▸ **Source records**
■ ■ ■ ■ ■
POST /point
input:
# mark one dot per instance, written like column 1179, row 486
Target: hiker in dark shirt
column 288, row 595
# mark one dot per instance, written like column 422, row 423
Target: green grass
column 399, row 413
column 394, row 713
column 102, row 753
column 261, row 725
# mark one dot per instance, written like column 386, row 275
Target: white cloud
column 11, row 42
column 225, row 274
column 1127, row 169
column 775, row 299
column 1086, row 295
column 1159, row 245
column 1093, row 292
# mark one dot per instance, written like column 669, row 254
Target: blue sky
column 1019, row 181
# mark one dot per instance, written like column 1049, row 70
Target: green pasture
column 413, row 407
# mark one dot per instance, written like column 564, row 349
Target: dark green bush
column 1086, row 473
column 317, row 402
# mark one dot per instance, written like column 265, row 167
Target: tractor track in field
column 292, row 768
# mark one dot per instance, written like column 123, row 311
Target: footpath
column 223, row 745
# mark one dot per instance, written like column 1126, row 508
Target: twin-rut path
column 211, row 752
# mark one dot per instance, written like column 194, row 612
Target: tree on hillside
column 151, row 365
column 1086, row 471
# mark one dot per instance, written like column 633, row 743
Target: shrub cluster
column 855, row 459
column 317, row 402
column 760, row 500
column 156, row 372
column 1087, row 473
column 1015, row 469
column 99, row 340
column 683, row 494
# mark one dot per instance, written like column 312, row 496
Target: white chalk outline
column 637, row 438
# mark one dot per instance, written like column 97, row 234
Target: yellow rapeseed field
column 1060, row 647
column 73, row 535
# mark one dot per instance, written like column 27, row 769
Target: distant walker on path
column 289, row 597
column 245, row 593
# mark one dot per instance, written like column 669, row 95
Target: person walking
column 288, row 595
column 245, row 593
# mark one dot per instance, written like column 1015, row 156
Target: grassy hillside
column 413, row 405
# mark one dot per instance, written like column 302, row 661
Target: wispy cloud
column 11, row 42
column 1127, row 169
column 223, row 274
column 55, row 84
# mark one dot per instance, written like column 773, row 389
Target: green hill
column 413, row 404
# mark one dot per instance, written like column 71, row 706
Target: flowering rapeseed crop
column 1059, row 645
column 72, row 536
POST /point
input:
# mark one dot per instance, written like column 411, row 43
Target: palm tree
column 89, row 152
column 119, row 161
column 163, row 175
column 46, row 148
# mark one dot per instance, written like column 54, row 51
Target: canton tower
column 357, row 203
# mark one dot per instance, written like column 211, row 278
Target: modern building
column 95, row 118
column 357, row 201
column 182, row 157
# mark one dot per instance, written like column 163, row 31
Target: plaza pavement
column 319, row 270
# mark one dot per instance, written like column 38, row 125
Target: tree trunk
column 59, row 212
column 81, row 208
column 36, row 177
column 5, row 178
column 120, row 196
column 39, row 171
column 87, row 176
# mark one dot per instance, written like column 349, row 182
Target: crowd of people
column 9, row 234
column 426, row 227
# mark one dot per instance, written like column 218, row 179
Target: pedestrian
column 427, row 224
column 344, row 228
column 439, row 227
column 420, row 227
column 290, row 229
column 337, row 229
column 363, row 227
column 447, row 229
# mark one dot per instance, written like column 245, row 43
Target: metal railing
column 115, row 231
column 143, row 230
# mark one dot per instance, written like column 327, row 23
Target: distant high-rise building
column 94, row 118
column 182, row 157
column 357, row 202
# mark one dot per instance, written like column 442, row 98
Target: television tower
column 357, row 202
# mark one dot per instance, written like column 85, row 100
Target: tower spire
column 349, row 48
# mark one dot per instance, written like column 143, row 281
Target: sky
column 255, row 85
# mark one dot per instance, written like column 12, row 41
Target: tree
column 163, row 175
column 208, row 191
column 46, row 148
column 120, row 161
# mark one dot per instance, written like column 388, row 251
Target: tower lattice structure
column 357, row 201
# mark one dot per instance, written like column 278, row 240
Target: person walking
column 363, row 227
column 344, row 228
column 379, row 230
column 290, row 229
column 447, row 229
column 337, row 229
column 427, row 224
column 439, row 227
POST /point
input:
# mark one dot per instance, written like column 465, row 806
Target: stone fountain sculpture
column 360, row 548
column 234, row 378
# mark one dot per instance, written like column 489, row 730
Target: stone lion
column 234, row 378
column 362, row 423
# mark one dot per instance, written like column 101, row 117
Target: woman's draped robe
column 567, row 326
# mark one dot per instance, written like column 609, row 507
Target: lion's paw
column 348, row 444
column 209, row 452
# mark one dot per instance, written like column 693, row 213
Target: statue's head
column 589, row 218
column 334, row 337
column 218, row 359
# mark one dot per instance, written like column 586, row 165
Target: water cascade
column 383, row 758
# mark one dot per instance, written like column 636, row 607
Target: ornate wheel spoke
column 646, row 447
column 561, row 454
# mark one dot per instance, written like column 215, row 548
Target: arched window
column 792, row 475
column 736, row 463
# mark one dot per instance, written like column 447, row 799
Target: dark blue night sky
■ ■ ■ ■ ■
▸ **Exercise**
Reproduce, character for character, only the lines of the preceding data that start at the line with "# mark one dot per instance, written like column 327, row" and end at the line with "# mark one dot per instance, written like column 465, row", both included.

▸ **Result for this task**
# mark one dot per instance, written like column 327, row 23
Target: distant high-rise building
column 94, row 118
column 182, row 157
column 357, row 202
# mark one dot per instance, written like column 442, row 98
Target: television tower
column 357, row 202
# mark one dot per instance, written like column 85, row 100
Target: tower spire
column 349, row 48
# mark one dot per instance, written like column 143, row 281
Target: sky
column 255, row 85
# mark one dot per instance, written like column 12, row 41
Target: tree
column 163, row 175
column 208, row 191
column 46, row 148
column 120, row 161
# mark one dot per instance, written like column 388, row 251
Target: tower lattice structure
column 357, row 201
# mark one dot per instance, written like column 278, row 240
Target: person walking
column 363, row 227
column 344, row 228
column 379, row 230
column 290, row 229
column 447, row 229
column 337, row 229
column 427, row 224
column 439, row 227
POST /point
input:
# mark one dot per instance, written like column 465, row 806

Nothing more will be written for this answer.